# Work required
Return nothing but the lines from the line containing "hair. Return the bounding box for each detection." through the last line of the records, reproduced exactly.

── Task input

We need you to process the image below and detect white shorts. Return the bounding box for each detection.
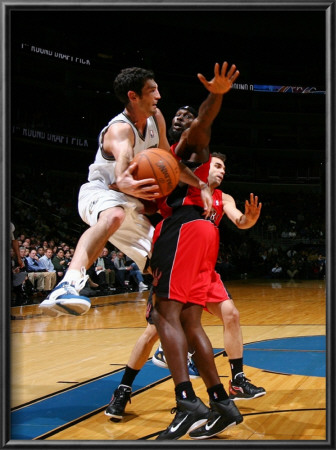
[78,180,154,272]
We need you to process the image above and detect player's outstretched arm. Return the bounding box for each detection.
[223,192,261,229]
[184,62,240,151]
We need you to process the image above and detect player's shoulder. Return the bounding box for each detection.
[221,192,235,203]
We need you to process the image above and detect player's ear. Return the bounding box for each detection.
[128,90,138,102]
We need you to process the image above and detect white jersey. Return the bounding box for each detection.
[78,112,160,271]
[87,112,160,186]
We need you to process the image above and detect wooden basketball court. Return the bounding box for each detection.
[10,278,326,442]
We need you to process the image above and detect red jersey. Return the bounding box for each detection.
[156,143,211,219]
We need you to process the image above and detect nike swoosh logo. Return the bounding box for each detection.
[170,415,188,433]
[205,416,222,431]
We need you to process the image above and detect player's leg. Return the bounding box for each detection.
[152,298,210,440]
[207,300,266,401]
[105,323,159,420]
[181,304,243,441]
[105,288,159,420]
[39,207,125,317]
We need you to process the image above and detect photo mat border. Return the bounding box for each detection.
[1,0,335,448]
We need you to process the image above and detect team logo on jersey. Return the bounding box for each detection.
[209,208,218,223]
[150,130,154,138]
[152,268,162,287]
[88,199,98,215]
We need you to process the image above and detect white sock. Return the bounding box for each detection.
[62,269,82,284]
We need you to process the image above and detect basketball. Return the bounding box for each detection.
[131,148,180,197]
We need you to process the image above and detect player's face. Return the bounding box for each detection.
[171,109,195,134]
[138,79,161,116]
[208,157,225,187]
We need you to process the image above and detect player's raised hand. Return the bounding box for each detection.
[197,62,240,95]
[244,193,262,224]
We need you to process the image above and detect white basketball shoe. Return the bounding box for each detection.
[39,268,91,317]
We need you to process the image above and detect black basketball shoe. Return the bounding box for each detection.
[105,384,132,420]
[156,397,210,440]
[229,372,266,400]
[189,398,243,439]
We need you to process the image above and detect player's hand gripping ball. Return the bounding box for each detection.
[131,148,180,198]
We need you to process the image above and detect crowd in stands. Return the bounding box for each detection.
[216,189,325,281]
[11,237,151,306]
[10,170,326,307]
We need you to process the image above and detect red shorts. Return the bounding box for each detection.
[150,207,229,306]
[206,270,232,304]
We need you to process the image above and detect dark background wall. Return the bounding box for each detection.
[9,6,326,271]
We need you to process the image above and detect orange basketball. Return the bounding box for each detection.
[132,148,180,198]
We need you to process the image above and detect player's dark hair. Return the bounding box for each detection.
[113,67,155,105]
[211,152,227,163]
[177,105,198,117]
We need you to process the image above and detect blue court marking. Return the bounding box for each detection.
[11,336,326,440]
[243,336,326,377]
[11,348,223,440]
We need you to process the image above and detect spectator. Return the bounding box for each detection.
[36,246,45,258]
[22,239,31,249]
[113,251,130,288]
[101,247,116,289]
[25,248,47,294]
[125,257,148,292]
[64,250,72,266]
[39,248,57,292]
[271,262,283,279]
[286,259,299,279]
[11,223,25,270]
[11,244,29,305]
[92,252,110,292]
[52,248,67,283]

────

# Solution for this exercise
We need you to process the image above and detect player's dark hair. Return the bounding box for each detection.
[113,67,155,105]
[211,152,227,163]
[177,105,198,117]
We need you to process the image above and detect blue court marking. Return the bounding box for each detection.
[11,336,326,440]
[243,336,326,377]
[11,348,223,440]
We need you to process the image above and detect spectator. Return the bounding box for each detection.
[36,246,45,258]
[22,239,31,249]
[113,251,130,288]
[101,247,116,289]
[25,248,47,294]
[125,257,148,292]
[64,250,72,266]
[39,248,57,292]
[271,262,283,279]
[286,259,299,279]
[11,223,25,270]
[11,244,29,305]
[92,252,110,292]
[52,248,67,283]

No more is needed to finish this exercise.